-------- Texte à lire --------

Une fois à Paris, ils s’installèrent tout d’abord au 8 rue Lamblardie dans le 12e arrondissement, dans un bel et spacieux appartement au loyer annuel de 8 000 francs, soit l’équivalent d’un an de salaire d’un employé de commerce. Autant dire qu’ils étaient relativement à l’aise à cette époque, ce qui hélas ne durera pas.

Quant à leur intégration, elle fut rapide et sans difficulté, tout du moins pour les enfants qui connaissaient déjà le français, appris en Turquie. Anna et Samuel, les cadets, reprirent donc le chemin de l’école jusqu’à leur certificat d’étude primaire, à la fin des années 1920. Mais même si les jeunes parlaient couramment la langue de Molière, le russe n’en demeurait pas moins celle de rigueur à la maison, langue qu’ils continuèrent à utiliser bien des années après lorsqu’ils se retrouvaient tous ensemble.

-------- Données fournies --------

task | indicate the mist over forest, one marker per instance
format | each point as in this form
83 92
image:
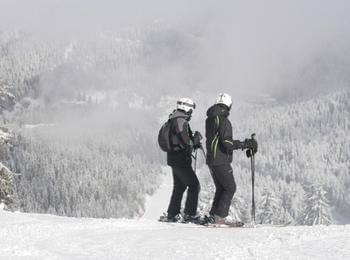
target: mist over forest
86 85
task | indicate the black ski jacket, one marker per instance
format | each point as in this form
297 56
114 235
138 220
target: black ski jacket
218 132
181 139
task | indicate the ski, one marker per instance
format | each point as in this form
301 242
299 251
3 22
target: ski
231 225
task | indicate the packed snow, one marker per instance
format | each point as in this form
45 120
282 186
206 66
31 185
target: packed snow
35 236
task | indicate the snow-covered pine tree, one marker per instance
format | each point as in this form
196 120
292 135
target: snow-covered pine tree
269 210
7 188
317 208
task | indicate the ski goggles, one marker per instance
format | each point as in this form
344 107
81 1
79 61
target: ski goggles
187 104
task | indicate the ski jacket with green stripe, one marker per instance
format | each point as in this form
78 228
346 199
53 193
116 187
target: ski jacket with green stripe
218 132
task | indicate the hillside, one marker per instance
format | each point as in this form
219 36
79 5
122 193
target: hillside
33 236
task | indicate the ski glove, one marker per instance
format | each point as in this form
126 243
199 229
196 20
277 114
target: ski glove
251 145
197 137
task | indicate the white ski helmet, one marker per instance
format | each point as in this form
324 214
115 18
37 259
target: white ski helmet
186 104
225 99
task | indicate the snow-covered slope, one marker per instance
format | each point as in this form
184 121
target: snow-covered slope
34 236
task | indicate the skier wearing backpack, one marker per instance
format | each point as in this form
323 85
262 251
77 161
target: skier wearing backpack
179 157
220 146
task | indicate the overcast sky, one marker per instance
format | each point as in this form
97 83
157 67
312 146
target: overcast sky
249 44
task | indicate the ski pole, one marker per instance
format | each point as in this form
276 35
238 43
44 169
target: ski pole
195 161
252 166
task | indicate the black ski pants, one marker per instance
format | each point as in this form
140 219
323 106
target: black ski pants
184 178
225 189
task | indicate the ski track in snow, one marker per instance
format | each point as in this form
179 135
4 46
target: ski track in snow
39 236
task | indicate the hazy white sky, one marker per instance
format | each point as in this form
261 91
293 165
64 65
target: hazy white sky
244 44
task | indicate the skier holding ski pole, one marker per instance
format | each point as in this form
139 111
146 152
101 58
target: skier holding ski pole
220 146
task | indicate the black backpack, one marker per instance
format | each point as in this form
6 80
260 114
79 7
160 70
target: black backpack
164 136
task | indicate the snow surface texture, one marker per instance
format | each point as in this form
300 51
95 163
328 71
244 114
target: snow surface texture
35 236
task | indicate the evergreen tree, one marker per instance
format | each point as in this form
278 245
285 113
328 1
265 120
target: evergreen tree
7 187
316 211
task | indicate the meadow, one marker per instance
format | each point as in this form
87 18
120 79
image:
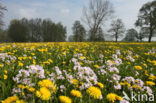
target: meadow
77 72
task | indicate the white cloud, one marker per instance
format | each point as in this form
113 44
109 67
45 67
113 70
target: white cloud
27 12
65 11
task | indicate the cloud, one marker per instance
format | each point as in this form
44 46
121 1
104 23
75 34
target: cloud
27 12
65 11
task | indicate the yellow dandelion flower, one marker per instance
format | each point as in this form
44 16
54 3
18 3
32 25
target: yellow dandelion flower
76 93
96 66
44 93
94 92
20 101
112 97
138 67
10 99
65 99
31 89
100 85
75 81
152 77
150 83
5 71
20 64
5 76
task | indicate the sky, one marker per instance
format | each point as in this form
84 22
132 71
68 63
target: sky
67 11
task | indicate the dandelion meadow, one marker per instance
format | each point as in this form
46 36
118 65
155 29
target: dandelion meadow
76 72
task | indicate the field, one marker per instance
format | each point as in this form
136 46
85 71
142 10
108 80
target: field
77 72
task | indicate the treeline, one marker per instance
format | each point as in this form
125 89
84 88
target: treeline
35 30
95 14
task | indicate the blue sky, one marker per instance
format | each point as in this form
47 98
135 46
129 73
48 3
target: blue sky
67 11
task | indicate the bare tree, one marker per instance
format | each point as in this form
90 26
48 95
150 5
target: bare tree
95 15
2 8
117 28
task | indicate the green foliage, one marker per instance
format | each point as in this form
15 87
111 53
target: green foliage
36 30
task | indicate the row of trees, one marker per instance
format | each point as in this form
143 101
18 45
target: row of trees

--------

Travail à faire -
D'après le texte sur l'installation de la famille à Paris, quelle langue restait de rigueur à la maison ?

Résultat attendu -
Le russe.